* WHAT IS ASKED
Copy, character for character, the stretch from the start of the items through the line containing "[298,290,317,318]", including that line.

* INPUT RECORDS
* begin *
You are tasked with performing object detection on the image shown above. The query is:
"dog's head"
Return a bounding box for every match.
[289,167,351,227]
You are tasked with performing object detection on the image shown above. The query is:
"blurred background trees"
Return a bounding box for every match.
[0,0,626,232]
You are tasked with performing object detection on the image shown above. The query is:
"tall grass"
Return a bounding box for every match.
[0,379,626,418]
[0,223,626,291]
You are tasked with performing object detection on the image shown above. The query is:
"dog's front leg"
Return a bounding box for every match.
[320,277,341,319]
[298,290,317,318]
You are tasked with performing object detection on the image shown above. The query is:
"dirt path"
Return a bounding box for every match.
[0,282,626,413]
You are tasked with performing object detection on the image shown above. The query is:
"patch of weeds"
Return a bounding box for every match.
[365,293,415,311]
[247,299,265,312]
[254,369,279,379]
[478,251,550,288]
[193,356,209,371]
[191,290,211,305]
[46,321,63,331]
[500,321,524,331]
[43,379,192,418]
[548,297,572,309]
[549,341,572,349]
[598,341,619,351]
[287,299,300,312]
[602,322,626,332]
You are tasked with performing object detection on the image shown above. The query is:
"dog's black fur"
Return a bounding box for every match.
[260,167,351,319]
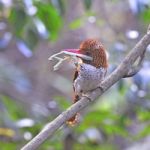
* end *
* CORRECT ANSWER
You are tasked with performing object detection on the image shown above. The query is:
"dog's head"
Return a bounding box for every match.
[289,167,351,227]
You are tasked with performing object detection on the image shown above. The query is:
"blurred background trees"
Return a bounding box for every match.
[0,0,626,232]
You are tasked with performing object detection on the image shown above. The query is:
"tall grass"
Return a bounding box for every match.
[0,379,626,418]
[0,223,626,291]
You are tasked with performing object detection on the image shown above. The query is:
"dog's front leg"
Return a bounding box for every match.
[320,277,341,319]
[298,290,317,318]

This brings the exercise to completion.